Information supplied:
=== Section Start ===

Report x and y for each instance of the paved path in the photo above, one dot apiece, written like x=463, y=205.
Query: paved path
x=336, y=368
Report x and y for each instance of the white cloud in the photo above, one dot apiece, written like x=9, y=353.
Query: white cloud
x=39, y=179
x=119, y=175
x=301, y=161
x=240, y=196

=== Section End ===

Instructions for the task:
Using the material above, find each line that holds "instance" and copy that line.

Response area:
Report x and y for each instance of the paved path in the photo above, one dot apiece, written like x=463, y=205.
Report x and y for each instance of the white cloud in the photo above, one dot apiece, written like x=9, y=353.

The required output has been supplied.